Verilen metin.
* * * * * * *
Daha iyi bir dünyada daha iyi şartlarda yaşamak uzun zamandır üzerine düşündüğüm ve kendimce önlemler almaya çalıştığım bir konu. Sadece kendi hayatımız ve çocuğumuz olarak düşünmemek gerek. Torun çocuğu görecek veya göremeyecek bile olsak onlara kıyabilir miyiz? Kaynakların kıtlaştığı, solunan havanın rekor kirlilikte olduğu bir dünyada yaşamalarına içimiz elverir mi? Tüm bunlar hayatımızdaki tüm proseslerin sürdürülebilir kaynaklara bağlanmasıyla alakalı. Dekorasyonda sürdürülebilirlik adına ben kendi işimde, sektörümde neler yapabilirim diye sordum kendime ve uzun zamandır araştırmalar yapıyorum.
Sürdürülebilirliği destekleyecek adımların ilki tüketimi sınırlandırmak. Sınır sözcüğü biraz baskılayıcı gelebilir kulağa ama şöyle düşünmek gerek o alınacak parçaya gerçekten ihtiyaç var mı? Eskisi tamir edilebilir mi ya da ileri dönüştürülebilir mi? Bu soruyu sorarak elbette her yeri yamalı, yapıştırılmış dikilmiş şeylerle doldurun çevrenizi demek değil kastım. Kullanılabilecek gibiyse hemen çöpe atıp yenisini alma refleksinde olmayalım. Elbette bir parçadan vazgeçilirken onu ihtiyacı olan başka biriyle paylaşmak 2. aksiyon olur. Böylelikle tüketim frenlemede bir aşama yol katedilmiş olur. Çünkü her sektörde çok ciddi ihtiyaç fazlası stok ürün birikmekte ve bunların çoğu üretimden, kullanıcıyla bile buluşamadan çöp yığınlarına mahkum edilen bir yolculuk geçirmekte. İhtiyacın azaldığı sinyalini üreticilere verirsek üretilen rakamları aşağı çekmede katkımız oluşabilir.
* * * * * * *
Görev 1. Sürdürülebilirlik yazısında "Sürdürülebilirliği destekleyecek adımların" ifadesinden "çekmede katkımız oluşabilir." ifadesine kadar olan kısmı hiç değiştirmeden yaz.
Görev 2. Sürdürülebilirlik yazısını bıraktığı yerden alıp bir sonraki bölümü tamamla.

Ham veri.
* * * * * * *
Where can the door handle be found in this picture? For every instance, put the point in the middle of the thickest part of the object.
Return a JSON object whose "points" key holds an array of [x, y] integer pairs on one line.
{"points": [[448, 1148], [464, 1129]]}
* * * * * * *
Sonuç 1.
Sürdürülebilirliği destekleyecek adımların ilki tüketimi sınırlandırmak. Sınır sözcüğü biraz baskılayıcı gelebilir kulağa ama şöyle düşünmek gerek o alınacak parçaya gerçekten ihtiyaç var mı? Eskisi tamir edilebilir mi ya da ileri dönüştürülebilir mi? Bu soruyu sorarak elbette her yeri yamalı, yapıştırılmış dikilmiş şeylerle doldurun çevrenizi demek değil kastım. Kullanılabilecek gibiyse hemen çöpe atıp yenisini alma refleksinde olmayalım. Elbette bir parçadan vazgeçilirken onu ihtiyacı olan başka biriyle paylaşmak 2. aksiyon olur. Böylelikle tüketim frenlemede bir aşama yol katedilmiş olur. Çünkü her sektörde çok ciddi ihtiyaç fazlası stok ürün birikmekte ve bunların çoğu üretimden, kullanıcıyla bile buluşamadan çöp yığınlarına mahkum edilen bir yolculuk geçirmekte. İhtiyacın azaldığı sinyalini üreticilere verirsek üretilen rakamları aşağı çekmede katkımız oluşabilir.

Sonuç 2.
Diğer adım ise satın alınacak malzemelerin türü. Evet dekorasyonda kullanılan malzemelerde belli favorilerimiz var. Peki bunlar doğal veya doğa dostu mu? Doğada yok olma serüveni ne kadar uzun ve zararsız? Örneğin, son yıllarda yayılan pleksiden üretilmiş sehpalar, tepsiler ve hatta koltuklar… Gerçekten konforla oturacağımız alanlarda böyle bir plastik hammaddeye ihtiyacımız var mı? Hele ki yapılan son incelemelerde kanımızda mikroplastiklere rastlandığını düşünürsek. Tabii bu serüvenin aslında en başı sürdürülebilir malzemelerden yapılmış binalara da gidiyor ama o anlık değiştirebileceğimiz bir şey olmadığından günümüz inşaat teknolojilerinde yapılacak tercihlerle daha orta ve uzun vadede etkisini gösterecek bir nokta.
Evin konumu itibariyle yazın serin kışın sıcak kalarak yakıt tüketimini azaltacak evler tercih edilebilir. Tabii konum itibariyle evin alacağı doğal ışık da bu kez elektrik tüketimini azaltacaktır. Ne kadar az enerji o kadar az ayakizi. Hatta yağmur sularının bahçe ve peyzaj sulaması için toplandığı yine tüketim dostu teknolojilerden faydalanılabilir.
Bazı ürünleri evde “kendin yap” projesi olarak değerlendirip kendimiz üretirsek de tüketimi yine sınırlandırmış oluruz. Doğada çözünebilen temizlik maddelerini kullanmak belki dekorasyonda değil ama kapalı alanlarda bu konuya yapabileceğimiz en büyük katkılardan biri olur.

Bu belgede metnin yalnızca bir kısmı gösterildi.